▶ Task requirements: Count how many lines of the records contain the string "green", matching case exactly, and reply with only that number.

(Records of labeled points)

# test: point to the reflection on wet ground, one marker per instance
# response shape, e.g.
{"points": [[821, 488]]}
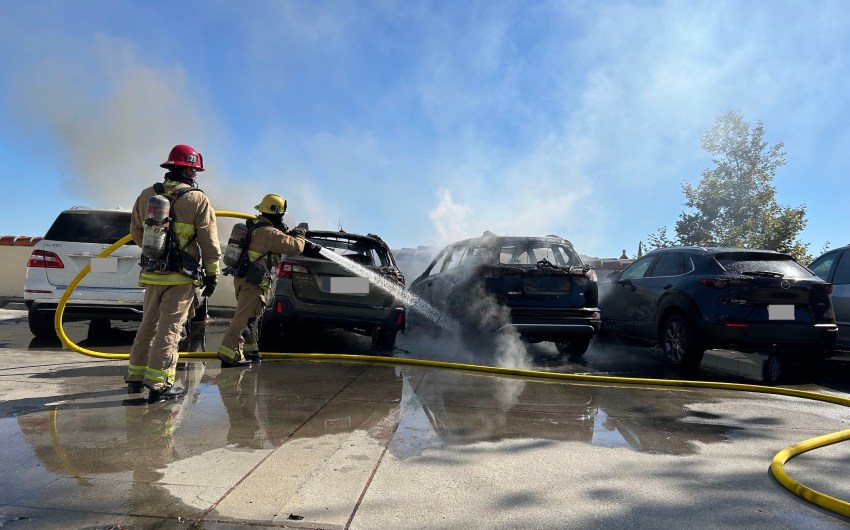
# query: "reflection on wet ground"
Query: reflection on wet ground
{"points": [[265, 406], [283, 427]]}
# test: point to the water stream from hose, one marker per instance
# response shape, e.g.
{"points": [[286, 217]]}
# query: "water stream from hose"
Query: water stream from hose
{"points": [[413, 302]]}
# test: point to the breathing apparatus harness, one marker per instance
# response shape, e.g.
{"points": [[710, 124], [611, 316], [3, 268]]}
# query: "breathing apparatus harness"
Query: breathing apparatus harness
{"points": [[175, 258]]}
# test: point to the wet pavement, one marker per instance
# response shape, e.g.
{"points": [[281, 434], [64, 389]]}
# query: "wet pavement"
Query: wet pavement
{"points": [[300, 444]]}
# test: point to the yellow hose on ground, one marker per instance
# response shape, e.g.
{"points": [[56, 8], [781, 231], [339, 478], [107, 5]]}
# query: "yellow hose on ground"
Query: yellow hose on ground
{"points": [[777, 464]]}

--

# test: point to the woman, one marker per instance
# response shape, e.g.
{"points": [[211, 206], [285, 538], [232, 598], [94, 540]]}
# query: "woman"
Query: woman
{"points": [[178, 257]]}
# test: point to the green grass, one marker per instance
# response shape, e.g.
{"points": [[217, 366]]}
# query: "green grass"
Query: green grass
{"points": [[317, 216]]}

--

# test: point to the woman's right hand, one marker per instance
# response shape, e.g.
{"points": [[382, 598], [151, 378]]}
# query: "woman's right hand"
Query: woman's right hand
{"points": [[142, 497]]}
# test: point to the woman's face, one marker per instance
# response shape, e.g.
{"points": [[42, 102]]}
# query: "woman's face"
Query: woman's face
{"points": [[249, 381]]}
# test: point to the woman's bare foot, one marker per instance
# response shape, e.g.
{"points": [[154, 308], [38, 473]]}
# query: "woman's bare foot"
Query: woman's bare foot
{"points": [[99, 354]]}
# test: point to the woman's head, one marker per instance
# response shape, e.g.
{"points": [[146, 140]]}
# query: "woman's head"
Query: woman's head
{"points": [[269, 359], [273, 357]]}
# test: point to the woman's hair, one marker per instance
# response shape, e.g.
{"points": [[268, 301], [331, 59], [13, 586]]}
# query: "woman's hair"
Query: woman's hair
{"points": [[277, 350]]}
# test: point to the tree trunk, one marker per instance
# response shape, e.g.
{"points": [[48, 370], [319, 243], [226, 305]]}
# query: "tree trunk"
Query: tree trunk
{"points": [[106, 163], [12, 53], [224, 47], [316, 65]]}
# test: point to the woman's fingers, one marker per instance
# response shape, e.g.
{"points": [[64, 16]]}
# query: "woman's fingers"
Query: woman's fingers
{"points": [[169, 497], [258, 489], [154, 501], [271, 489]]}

▶ Exercise response: 3